WHAT YOU WILL DO: Return the part of the aiopquic description between "aiopquic exposes picoquic's" and "rate via prepare_to_send.", inclusive, word for word.

TEXT:
• • • •
Skip to main content

High-performance QUIC/HTTP3 library — picoquic-backed, qh3-compatible asyncio API

Project description

aiopquic - Async QUIC + WebTransport (picoquic)

aiopquic is a Python/Cython binding to picoquic, providing high-performance QUIC transport and WebTransport for asyncio applications.

Overview

aiopquic exposes picoquic's QUIC implementation through a lock-free SPSC ring buffer architecture that bridges the picoquic network thread with Python's asyncio event loop. It provides an asyncio QUIC/HTTP3 transport API in the spirit of aioquic (and its fork qh3) — similar shapes for QuicConfiguration, QuicConnection, connect / serve, and event types — plus a native WebTransport client/server layered on picoquic's H3 + h3zero. Not a drop-in replacement: semantics differ around backpressure (send_stream_data raises BufferError on full per-stream ring) and flow-control sizing.

Architecture

  • SPSC Ring Buffers -- Lock-free single producer/single consumer rings for event passing between threads, separate TX and RX rings per TransportContext.
  • TX path -- Asyncio pushes into per-stream byte ring; picoquic pulls at wire rate via prepare_to_send.
• • • •
SUPPLIED MATERIAL:
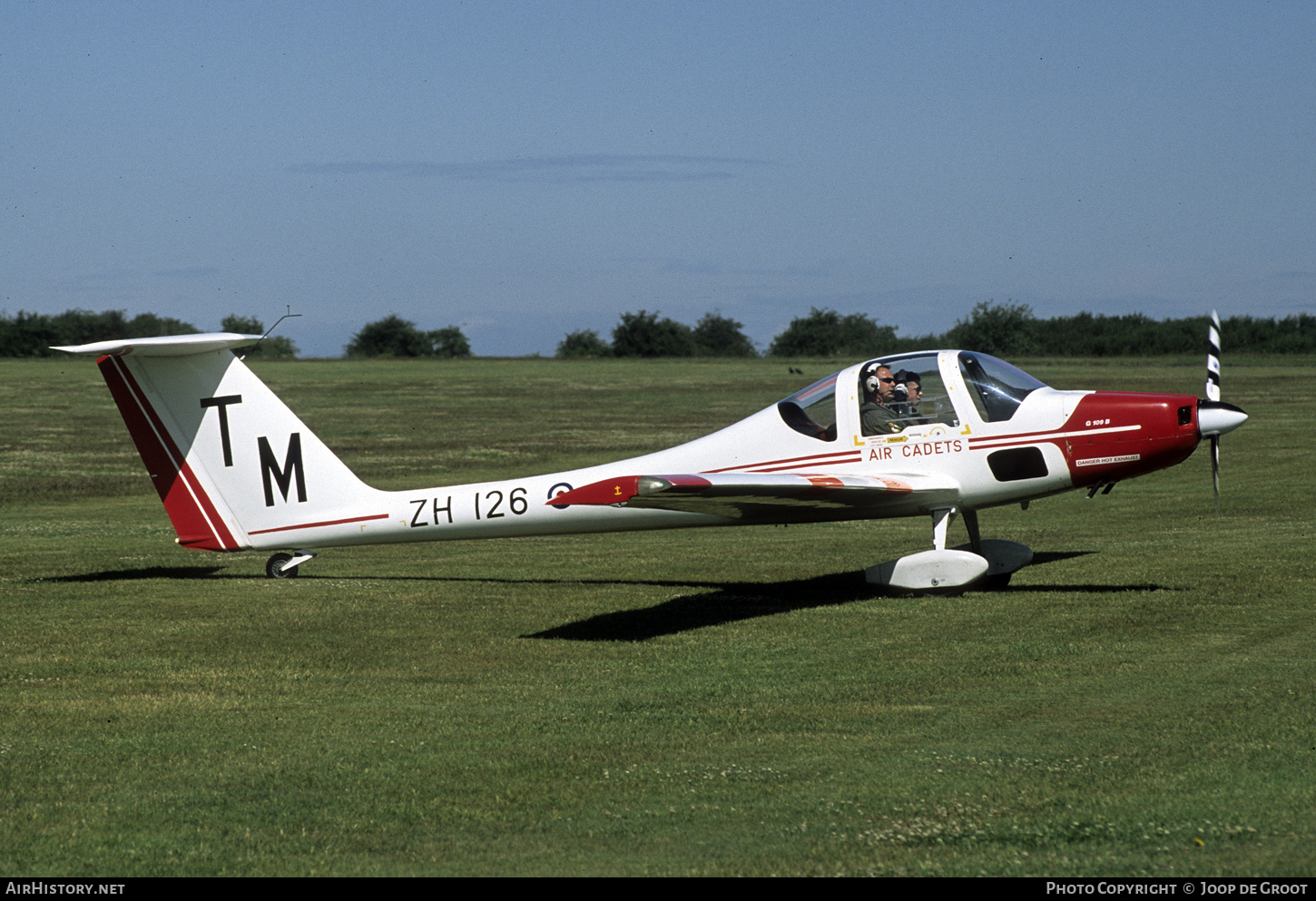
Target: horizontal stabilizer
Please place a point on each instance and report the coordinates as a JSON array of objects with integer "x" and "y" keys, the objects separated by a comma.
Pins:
• • • •
SOLUTION:
aiopquic exposes picoquic's QUIC implementation through a lock-free SPSC ring buffer architecture that bridges the picoquic network thread with Python's asyncio event loop. It provides an asyncio QUIC/HTTP3 transport API in the spirit of aioquic (and its fork qh3) — similar shapes for QuicConfiguration, QuicConnection, connect / serve, and event types — plus a native WebTransport client/server layered on picoquic's H3 + h3zero. Not a drop-in replacement: semantics differ around backpressure (send_stream_data raises BufferError on full per-stream ring) and flow-control sizing.

Architecture

  • SPSC Ring Buffers -- Lock-free single producer/single consumer rings for event passing between threads, separate TX and RX rings per TransportContext.
  • TX path -- Asyncio pushes into per-stream byte ring; picoquic pulls at wire rate via prepare_to_send.